» DOCUMENT EXTRACT
---
2 quit Visit Duluth board in wake of task force criticisms
Scrutiny of Visit Duluth by a city task force caused two members of the board to resign, the head of Visit Duluth’s board announced during a meeting Wednesday.
Scrutiny of Visit Duluth by a city task force caused two members of the board to resign, the head of Visit Duluth’s board announced during a meeting on Wednesday.
Visit Duluth board chairman Tony Bronson announced that Renee Mattson and Sean Dean tendered their resignations to the board. Mattson is the director of Spirit Mountain and the wife of Terry Mattson, Visit Duluth president and CEO. A representative of Spirit Mountain is required to sit on the Visit Duluth board under the group’s bylaws.
“There has been no bigger advocate for Spirit Mountain than Renee,” Bronson said. “We’ll miss that.”
The board also voted to adopt a change recommended by the Tourism Tax Task Force that will require the head of Visit Duluth to have checks co-signed by a board member.
But Visit Duluth will fight other changes recommended by the City Council-appointed task force, including having an outside consultant review Visit Duluth’s operations and a requirement that the tourism bureau’s funding be renewed for only one year. Other groups were recommended for three-year funding.
The City Council could vote Monday on whether to support those recommendations.
Bronson said during Wednesday’s meeting that having a one-year budget could affect future events such as the Tall Ships Festival.
“Having one-year contracts doesn’t allow for that,” he said.
Terry Mattson said spending what could be $50,000 to $100,000 to hire an outside consultant would be unnecessary as the group has had a yearly audit for “three decades.”
The task force recommended the one-year budget and outside consultant along with several other changes in response to what it deemed were problems with Visit Duluth’s operations. Among those problems cited in a report and by task force members were conflicts of interest among board members, lack of financial controls and an oversized board.
Dean, co-owner of Citon Computers, resigned because of what Bronson called a misperception of a conflict of interest on the board.
“He had heard of it from people on the street,” Bronson said. “He felt like he had to take care of business first.”
---
Stored data

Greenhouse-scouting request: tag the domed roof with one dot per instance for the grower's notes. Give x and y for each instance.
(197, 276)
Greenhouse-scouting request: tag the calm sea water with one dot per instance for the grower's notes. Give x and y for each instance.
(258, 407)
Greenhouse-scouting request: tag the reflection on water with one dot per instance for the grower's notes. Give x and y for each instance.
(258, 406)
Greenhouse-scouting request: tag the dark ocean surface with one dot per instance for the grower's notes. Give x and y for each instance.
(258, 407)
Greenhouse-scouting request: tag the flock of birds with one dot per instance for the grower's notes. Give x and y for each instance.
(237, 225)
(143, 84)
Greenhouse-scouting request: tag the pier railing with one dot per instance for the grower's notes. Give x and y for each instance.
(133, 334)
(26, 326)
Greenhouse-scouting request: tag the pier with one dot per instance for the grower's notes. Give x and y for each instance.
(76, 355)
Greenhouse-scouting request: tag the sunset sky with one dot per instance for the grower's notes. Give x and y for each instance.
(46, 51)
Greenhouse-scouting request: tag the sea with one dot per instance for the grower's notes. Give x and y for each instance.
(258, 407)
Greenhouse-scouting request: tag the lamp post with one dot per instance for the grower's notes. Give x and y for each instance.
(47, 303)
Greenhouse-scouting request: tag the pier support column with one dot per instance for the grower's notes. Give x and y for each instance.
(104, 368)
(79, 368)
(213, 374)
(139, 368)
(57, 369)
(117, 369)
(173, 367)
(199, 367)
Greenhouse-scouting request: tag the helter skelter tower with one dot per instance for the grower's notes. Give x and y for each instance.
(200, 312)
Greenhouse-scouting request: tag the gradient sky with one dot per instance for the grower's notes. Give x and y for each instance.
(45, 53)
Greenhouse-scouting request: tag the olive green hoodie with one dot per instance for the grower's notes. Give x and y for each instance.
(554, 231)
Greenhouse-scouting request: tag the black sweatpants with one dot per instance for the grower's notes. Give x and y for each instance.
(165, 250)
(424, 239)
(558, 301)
---
» EXERCISES
a – Translate the following sentence from the article on the Visit Duluth board into Spanish: "The board also voted to adopt a change recommended by the Tourism Tax Task Force that will require the head of Visit Duluth to have checks co-signed by a board member."
b – Carry the article on the Visit Duluth board resignations forward from its last sentence.
The records above are separate material and are not part of the article on the Visit Duluth board.

» THE ANSWERS
a – La junta también votó a favor de adoptar un cambio recomendado por el Grupo de Trabajo sobre el Impuesto Turístico que exigirá que quien dirija Visit Duluth obtenga la firma conjunta de un miembro de la junta en los cheques.

b –
Bronson said even before the task force came out with its recommendations that they were moving toward having a smaller board, but also wanted to make sure that interests of the community were represented.
“We are under the microscope, but I don’t feel like we need to make any rash decisions,” he said.
Other board members were critical of the task force and its recommendations, saying they felt the group unfairly scrutinized Visit Duluth and did not put the same microscope to others that get tourism tax money.
“I don’t understand the purpose of trying to regulate us when we’re doing everything right,” said Tess Dandra, who works in work force and community development for Lake Superior College. “I would like to know the process” in selecting the task force.
Karen Pionk, general manager for the Sheraton Duluth, as well as a task force member and Visit Duluth board member, countered that the focus should be on how to address the recommendations.
“We need to look at what we can take care of in the here and now,” she said.
Bronson said a group of food-beverage and hotel-lodging businesspeople have asked attorney Bill Burns to represent their concerns over the task force recommendations to the City Council.
Council President Sharla Gardner, who appointed the task force, said those recommendations were made because of problems identified by the group.
“They felt the issues of concern that came up in regards to financial protections, one person writing checks and size of the board and that they haven’t had any organizational evaluation to our knowledge ever,” she said. “And because Duluth is such a small community, it would be good from someone from the outside doing that.”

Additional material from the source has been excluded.